Records drawn from a dataset:
=== Section Start ===

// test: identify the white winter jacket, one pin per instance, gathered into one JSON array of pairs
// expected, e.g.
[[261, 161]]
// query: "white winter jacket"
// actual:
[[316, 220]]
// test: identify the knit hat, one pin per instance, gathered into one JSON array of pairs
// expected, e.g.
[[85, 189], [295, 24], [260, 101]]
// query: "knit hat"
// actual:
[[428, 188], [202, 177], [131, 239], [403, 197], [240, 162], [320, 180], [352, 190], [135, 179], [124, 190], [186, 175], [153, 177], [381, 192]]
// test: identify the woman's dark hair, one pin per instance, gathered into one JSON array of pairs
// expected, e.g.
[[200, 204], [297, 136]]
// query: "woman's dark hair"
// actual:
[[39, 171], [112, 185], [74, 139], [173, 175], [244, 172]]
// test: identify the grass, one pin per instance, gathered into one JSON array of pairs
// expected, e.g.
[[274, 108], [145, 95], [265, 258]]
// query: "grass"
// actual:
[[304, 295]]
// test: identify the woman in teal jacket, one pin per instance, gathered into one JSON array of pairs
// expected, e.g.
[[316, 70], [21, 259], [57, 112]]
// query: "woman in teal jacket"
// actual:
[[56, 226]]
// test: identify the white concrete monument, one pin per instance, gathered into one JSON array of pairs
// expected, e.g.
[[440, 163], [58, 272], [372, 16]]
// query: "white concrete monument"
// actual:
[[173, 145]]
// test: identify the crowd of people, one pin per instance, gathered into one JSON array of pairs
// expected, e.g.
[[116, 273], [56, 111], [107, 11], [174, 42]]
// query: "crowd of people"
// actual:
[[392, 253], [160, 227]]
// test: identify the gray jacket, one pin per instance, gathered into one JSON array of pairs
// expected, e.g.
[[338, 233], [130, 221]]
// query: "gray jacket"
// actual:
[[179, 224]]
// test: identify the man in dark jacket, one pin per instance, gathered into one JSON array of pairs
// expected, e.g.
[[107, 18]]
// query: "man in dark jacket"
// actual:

=== Section End ===

§ What to work on:
All of the data above should be written out again word for word.

§ Answer section:
// test: identify the white winter jacket, one pin per instance, gathered into one JSON array of pairs
// expected, e.g.
[[261, 161]]
// query: "white winter jacket"
// actual:
[[316, 220]]
// test: identify the knit hat, one pin per instance, gathered into one JSON array of pairs
// expected, e.g.
[[85, 189], [295, 24], [260, 101]]
// query: "knit hat"
// actual:
[[428, 188], [202, 177], [131, 239], [403, 197], [240, 162], [320, 180], [352, 190], [135, 179], [124, 190], [186, 175], [153, 177], [381, 192]]
// test: identify the woman's dark hair, one pin per instance, gathered into one JSON array of pairs
// expected, e.g.
[[200, 204], [297, 136]]
// query: "woman's dark hair"
// actual:
[[39, 171], [112, 185], [74, 139], [173, 175], [244, 172]]
// test: identify the grass, one pin per instance, gathered into one JSON array of pairs
// expected, e.g.
[[274, 108], [145, 95], [265, 258]]
// query: "grass"
// actual:
[[304, 295]]
// test: identify the woman in teal jacket, one pin per instance, gathered into one JSON array of pairs
// expected, e.g.
[[316, 70], [21, 259], [57, 112]]
// query: "woman in teal jacket"
// actual:
[[56, 226]]
// test: identify the white concrete monument, one pin per instance, gathered into one JSON array of pairs
// expected, e.g.
[[440, 163], [58, 272], [372, 16]]
// query: "white concrete monument"
// actual:
[[173, 145]]
// test: identify the crowd of people, one pin per instance, gathered into one JSON array of pairs
// expected, e.g.
[[116, 273], [56, 111], [107, 11], [174, 42]]
// query: "crowd of people"
// actual:
[[392, 253], [160, 227]]
// test: identify the gray jacket, one pin per instance, gathered into one JSON array of pairs
// expected, e.g.
[[338, 233], [130, 221]]
// query: "gray jacket"
// actual:
[[179, 224]]
// test: identify the man in dark jacket, one pin per instance, gathered into one JSON array of pairs
// expected, e.g.
[[107, 18]]
// query: "man in dark jacket"
// actual:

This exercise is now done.